## WHAT IS NEEDED
Would you copy each line of the data below that has "order"?

## DATA IN THIS EXERCISE

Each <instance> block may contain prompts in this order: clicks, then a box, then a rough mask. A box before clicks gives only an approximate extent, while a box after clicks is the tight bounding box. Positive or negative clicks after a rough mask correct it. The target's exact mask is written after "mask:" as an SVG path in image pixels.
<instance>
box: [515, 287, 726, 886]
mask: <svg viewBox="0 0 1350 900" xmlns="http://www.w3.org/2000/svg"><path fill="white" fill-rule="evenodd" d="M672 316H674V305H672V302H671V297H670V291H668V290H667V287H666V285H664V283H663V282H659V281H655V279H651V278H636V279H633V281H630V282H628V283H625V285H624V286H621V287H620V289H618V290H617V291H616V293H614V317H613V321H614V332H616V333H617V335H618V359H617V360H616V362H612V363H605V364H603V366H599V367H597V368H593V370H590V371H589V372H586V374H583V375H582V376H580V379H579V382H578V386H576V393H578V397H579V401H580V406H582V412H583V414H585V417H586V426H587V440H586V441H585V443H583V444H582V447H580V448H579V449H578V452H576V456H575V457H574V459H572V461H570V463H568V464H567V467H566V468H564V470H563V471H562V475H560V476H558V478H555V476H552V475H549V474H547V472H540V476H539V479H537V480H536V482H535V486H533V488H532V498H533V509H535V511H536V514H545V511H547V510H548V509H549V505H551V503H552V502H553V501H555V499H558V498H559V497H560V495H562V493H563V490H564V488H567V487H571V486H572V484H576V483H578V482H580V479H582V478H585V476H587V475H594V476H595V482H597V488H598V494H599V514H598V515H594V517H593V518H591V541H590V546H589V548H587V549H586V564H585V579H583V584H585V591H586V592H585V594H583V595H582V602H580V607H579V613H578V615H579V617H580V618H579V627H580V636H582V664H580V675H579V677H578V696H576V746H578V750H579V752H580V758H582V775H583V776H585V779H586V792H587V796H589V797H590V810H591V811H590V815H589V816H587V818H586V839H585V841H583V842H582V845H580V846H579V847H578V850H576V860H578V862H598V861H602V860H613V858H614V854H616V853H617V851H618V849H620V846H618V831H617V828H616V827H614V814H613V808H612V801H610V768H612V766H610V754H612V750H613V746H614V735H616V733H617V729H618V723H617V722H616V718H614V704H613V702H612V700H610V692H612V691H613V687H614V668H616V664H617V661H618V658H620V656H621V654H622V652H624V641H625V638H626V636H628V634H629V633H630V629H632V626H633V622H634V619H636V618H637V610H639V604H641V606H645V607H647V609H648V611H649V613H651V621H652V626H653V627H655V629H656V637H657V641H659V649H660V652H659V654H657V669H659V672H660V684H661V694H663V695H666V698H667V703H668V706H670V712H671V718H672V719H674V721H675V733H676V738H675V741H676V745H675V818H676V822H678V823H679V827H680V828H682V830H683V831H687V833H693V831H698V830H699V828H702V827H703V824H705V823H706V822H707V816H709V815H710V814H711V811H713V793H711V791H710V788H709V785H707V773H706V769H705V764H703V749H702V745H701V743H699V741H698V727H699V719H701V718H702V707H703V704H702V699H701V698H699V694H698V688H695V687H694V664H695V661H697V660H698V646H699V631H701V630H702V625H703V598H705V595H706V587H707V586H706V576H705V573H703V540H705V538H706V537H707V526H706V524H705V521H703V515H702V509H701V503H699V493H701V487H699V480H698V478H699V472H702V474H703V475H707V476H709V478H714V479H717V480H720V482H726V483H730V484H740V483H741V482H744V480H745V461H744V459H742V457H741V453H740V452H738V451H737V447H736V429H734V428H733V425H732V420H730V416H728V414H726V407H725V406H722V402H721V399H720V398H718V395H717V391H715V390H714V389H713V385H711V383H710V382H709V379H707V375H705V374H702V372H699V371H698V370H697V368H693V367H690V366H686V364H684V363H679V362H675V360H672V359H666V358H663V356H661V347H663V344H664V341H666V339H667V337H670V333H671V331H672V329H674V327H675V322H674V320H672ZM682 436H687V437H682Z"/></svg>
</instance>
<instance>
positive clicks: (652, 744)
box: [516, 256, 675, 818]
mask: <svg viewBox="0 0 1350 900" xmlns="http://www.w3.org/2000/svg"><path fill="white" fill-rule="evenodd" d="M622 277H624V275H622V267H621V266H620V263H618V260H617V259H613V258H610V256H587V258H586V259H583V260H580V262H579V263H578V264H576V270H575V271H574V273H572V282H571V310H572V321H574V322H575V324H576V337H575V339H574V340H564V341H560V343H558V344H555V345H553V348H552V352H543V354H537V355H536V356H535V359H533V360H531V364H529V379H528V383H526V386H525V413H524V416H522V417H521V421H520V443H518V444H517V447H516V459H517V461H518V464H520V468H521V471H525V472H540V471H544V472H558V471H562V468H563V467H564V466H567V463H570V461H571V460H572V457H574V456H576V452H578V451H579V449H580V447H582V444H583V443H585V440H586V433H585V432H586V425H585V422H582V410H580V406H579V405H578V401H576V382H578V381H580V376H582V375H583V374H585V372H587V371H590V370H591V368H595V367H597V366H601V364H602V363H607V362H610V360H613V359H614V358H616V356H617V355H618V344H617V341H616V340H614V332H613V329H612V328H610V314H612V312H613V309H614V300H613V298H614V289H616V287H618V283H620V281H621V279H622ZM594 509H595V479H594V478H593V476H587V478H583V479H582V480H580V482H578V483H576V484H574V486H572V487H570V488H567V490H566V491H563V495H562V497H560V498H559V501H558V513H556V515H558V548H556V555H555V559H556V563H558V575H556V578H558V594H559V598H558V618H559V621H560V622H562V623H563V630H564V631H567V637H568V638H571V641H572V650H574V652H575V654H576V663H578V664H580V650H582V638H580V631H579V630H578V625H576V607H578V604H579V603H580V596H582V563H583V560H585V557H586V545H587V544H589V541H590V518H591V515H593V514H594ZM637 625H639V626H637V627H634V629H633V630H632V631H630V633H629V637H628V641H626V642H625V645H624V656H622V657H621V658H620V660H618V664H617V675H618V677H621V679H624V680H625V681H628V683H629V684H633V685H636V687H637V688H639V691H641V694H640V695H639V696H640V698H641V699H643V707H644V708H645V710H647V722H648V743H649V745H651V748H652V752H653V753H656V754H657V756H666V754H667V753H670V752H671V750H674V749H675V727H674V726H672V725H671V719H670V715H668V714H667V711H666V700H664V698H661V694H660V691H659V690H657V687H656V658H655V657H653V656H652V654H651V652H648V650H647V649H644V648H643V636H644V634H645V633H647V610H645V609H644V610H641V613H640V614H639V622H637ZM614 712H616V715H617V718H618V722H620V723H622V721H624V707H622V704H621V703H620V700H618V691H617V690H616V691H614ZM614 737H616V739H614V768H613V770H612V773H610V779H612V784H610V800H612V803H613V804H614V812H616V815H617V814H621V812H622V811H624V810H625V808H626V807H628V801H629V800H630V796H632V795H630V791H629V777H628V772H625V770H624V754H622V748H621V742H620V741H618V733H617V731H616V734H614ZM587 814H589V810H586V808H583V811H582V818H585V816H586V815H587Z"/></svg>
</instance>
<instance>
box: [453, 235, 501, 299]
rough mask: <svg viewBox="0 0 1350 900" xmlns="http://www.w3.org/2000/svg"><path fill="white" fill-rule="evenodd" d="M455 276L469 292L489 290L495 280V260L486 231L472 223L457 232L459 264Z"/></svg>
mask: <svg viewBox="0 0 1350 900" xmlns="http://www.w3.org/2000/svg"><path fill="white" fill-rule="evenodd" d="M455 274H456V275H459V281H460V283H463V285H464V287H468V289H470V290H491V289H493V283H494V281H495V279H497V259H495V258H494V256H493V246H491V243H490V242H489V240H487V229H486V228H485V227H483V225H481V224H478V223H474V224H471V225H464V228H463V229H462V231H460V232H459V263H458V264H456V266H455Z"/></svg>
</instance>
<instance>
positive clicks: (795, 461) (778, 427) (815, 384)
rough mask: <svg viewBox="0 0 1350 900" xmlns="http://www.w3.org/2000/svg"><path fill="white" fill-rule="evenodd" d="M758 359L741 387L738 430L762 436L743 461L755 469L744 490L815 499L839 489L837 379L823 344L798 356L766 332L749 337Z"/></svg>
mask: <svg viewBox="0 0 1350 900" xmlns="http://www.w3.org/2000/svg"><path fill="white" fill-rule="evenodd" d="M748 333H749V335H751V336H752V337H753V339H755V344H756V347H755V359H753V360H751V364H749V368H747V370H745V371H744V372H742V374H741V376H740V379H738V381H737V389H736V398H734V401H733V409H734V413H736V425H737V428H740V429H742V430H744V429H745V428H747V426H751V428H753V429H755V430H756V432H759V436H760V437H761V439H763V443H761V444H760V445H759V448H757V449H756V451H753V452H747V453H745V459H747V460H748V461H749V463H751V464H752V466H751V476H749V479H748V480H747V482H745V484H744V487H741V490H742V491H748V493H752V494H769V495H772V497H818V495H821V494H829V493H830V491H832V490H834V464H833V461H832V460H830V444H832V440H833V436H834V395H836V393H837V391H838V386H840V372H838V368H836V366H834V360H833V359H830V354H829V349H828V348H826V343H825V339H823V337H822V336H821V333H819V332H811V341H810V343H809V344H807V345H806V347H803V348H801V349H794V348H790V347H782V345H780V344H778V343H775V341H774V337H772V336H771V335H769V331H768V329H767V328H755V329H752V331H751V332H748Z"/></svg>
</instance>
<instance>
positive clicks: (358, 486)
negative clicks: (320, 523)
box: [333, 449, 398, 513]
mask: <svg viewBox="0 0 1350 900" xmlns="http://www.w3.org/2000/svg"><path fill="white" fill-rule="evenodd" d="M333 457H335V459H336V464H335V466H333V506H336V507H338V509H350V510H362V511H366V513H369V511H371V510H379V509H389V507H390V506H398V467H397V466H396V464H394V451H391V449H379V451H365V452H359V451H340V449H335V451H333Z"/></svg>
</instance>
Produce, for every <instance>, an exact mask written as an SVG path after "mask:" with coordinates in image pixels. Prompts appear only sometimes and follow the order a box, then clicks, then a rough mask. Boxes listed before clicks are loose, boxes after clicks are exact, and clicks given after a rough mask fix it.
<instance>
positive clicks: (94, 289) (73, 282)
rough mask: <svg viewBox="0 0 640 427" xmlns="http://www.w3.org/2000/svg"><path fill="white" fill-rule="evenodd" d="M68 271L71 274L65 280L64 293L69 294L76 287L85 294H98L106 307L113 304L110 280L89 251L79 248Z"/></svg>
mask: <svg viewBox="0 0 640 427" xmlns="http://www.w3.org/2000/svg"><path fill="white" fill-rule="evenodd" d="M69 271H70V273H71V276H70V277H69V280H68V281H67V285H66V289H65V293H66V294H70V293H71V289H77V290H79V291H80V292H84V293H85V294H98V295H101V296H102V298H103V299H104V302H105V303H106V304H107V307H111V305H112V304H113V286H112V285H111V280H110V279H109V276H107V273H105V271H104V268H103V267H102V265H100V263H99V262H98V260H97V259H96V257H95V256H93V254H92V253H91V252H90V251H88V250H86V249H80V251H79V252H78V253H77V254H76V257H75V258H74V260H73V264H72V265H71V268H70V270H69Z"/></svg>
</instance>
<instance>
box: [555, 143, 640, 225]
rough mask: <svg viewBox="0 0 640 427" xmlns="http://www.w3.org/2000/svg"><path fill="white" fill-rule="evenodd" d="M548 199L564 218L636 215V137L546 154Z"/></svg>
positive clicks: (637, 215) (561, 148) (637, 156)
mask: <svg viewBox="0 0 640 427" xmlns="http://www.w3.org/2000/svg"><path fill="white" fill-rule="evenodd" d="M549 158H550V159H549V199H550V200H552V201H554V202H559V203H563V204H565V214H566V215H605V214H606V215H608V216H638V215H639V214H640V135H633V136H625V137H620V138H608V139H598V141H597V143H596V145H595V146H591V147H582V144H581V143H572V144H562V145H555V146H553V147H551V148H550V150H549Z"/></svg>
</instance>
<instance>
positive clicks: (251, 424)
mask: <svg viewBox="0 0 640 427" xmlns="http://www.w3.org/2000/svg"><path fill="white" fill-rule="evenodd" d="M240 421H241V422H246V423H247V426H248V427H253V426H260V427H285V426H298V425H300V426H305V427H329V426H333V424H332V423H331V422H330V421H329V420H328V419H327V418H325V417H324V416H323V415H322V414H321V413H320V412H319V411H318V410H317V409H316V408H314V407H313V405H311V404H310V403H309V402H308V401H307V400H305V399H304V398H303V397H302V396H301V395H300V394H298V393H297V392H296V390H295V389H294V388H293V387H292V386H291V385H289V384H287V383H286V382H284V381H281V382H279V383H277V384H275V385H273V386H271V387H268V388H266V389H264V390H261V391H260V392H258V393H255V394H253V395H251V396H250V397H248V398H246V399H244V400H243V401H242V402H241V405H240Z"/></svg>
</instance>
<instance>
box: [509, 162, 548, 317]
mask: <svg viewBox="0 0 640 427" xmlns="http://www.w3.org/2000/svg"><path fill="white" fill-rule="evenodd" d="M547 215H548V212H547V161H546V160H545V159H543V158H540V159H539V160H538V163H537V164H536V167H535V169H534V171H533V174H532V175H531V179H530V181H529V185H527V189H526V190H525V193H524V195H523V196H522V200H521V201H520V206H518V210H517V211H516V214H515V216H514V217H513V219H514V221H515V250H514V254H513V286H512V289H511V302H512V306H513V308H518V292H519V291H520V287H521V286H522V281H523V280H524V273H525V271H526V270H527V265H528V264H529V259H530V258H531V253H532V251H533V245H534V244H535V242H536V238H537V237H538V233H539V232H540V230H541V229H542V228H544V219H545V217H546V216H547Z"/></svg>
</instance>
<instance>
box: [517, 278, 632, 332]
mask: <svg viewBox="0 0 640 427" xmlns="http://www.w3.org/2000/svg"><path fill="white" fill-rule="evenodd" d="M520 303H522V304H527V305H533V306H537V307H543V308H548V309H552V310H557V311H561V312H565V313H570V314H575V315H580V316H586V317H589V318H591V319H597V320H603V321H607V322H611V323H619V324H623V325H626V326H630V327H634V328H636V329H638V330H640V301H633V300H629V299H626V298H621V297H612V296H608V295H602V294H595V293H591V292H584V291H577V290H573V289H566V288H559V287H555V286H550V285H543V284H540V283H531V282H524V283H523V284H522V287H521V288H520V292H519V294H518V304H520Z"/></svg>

## YOUR RESPONSE
Each <instance> block may contain prompts in this order: clicks, then a box, then a rough mask. A box before clicks gives only an approximate extent, while a box after clicks is the tight bounding box. Positive or negative clicks after a rough mask correct it. The target's exact mask is written after "mask:" as an SVG path in image pixels.
Produce, for every <instance>, an exact mask written as an SVG path after "mask:" with coordinates in image pixels. Prompts appear only sometimes and follow the order a box, then clicks, then a rough mask. Boxes listed before clicks are loose, boxes after clicks are exact, and clicks given after a rough mask fix it.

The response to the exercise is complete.